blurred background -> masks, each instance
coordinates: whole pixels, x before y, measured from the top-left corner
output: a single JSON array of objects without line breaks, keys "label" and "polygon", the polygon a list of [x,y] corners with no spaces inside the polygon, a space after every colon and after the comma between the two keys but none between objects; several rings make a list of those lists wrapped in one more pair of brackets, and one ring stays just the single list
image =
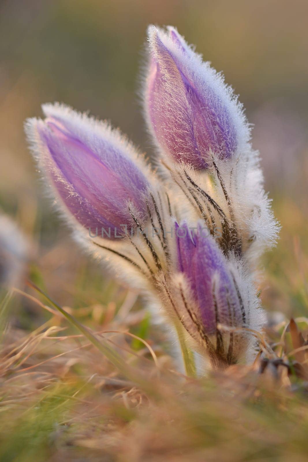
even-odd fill
[{"label": "blurred background", "polygon": [[[31,239],[32,277],[51,296],[81,309],[121,300],[126,289],[88,261],[52,211],[24,121],[41,116],[42,103],[65,102],[110,120],[151,153],[139,76],[147,25],[171,24],[223,72],[255,125],[253,146],[283,226],[265,258],[263,304],[306,312],[308,15],[306,0],[0,1],[0,207]],[[24,306],[20,327],[35,323],[35,309]]]}]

☆ ☆ ☆ ☆

■ Exercise goal ■
Rewrite the entries from their first line through the line containing "even-odd fill", with "blurred background" swapped for "out-of-focus background" and nothing else changed. Leave the pictures out of your answer.

■ Exercise response ■
out-of-focus background -> masks, each instance
coordinates: whole pixels, x before y, measured from the top-left corner
output: a single JSON array of objects without line breaks, keys "label" and "polygon", the polygon a list of [x,y] corners with no spaces inside the polygon, a space after every colon and after the comma between the two keys but none between objects; several rings make a list of those lists wrapped in one more pair of brackets, and one ring stays just the single list
image =
even-odd fill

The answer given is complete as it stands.